Nanoengineered Bezafibrate-Loaded Calcium Nanoparticles for Osteoporosis: A Repurposing Approach for Targeted Bone Therapy

Osteoporosis is a progressive skeletal disorder characterized by an imbalance between bone resorption and bone formation, leading to reduced bone mineral density and increased fracture risk. Bezafibrate (BZ), a lipid-lowering fibrate, has recently gained attention as a promising repurposed therapeutic agent for osteoporosis due to its potential bone-protective effects. This study aimed to develop and evaluate a novel bezafibrate-loaded calcium nanoparticle (BZ-CNP) system to enhance its therapeutic efficacy against osteoporosis and assess its in vivo performance in an osteoporotic animal model. Calcium nanoparticles (CNPs), known for their biocompatibility and inherent bone-targeting capabilities, were formulated using the chemical precipitation method for efficient drug delivery to bone tissue. BZ-CNPs were optimized using Box-Behnken Design (BBD), and their physicochemical properties were thoroughly characterized. The therapeutic potential of the optimized formulation was evaluated in a dexamethasone-induced osteoporotic rat model. The optimized BZ-CNPs exhibited a particle size of 242.1 nm, a polydispersity index (PDI) of 0.302, and a zeta potential of −32.7 mV, indicating stable nanoscale dispersion. The entrapment efficiency was 87.2%, demonstrating efficient drug loading. In vivo and biochemical parameters results revealed a significant improvement in bone turnover markers, confirming the formulation's efficacy in reversing osteoporosis-induced bone loss. The developed Bezafibrate-loaded calcium nanoparticles represent a promising nanocarrier system for targeted delivery, offering enhanced therapeutic outcomes in osteoporosis management.

| Provided material |
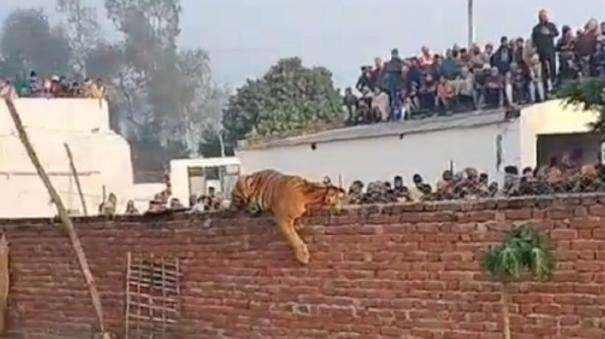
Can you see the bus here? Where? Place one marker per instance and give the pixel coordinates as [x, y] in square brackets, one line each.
[190, 177]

| What this exercise asks |
(a) Rewrite the paragraph of the bezafibrate nanoparticle abstract that begins "Osteoporosis is a progressive skeletal disorder" as a brief bulleted list that keeps its main facts.
(b) Answer these questions from the bezafibrate nanoparticle abstract, each on its own line:
(i) What method was used to formulate the calcium nanoparticles?
(ii) What agent was used to induce osteoporosis in the rat model?
(iii) What entrapment efficiency did the optimized BZ-CNPs show?
The lines are not needed here.

| Solutions below |
(a)
- Osteoporosis: a progressive skeletal disorder in which an imbalance between bone resorption and formation lowers bone mineral density and raises fracture risk.
- Bezafibrate (BZ), a lipid-lowering fibrate, is being considered for repurposing against osteoporosis for its potential bone-protective effects.
- Aim: develop bezafibrate-loaded calcium nanoparticles (BZ-CNPs) to improve efficacy and test them in vivo in an osteoporotic animal model.
- Calcium nanoparticles, which are biocompatible and bone-targeting, were made by chemical precipitation.
- Formulation was optimized with Box-Behnken Design and physicochemically characterized.
- Optimized BZ-CNPs: particle size 242.1 nm, PDI 0.302, zeta potential −32.7 mV (stable nanoscale dispersion), and entrapment efficiency 87.2%.
- In a dexamethasone-induced osteoporotic rat model, bone turnover markers improved significantly, reversing osteoporosis-induced bone loss.
- Conclusion: BZ-CNPs are a promising nanocarrier for targeted delivery in osteoporosis management.

(b)
(i) The chemical precipitation method.
(ii) Dexamethasone.
(iii) 87.2%.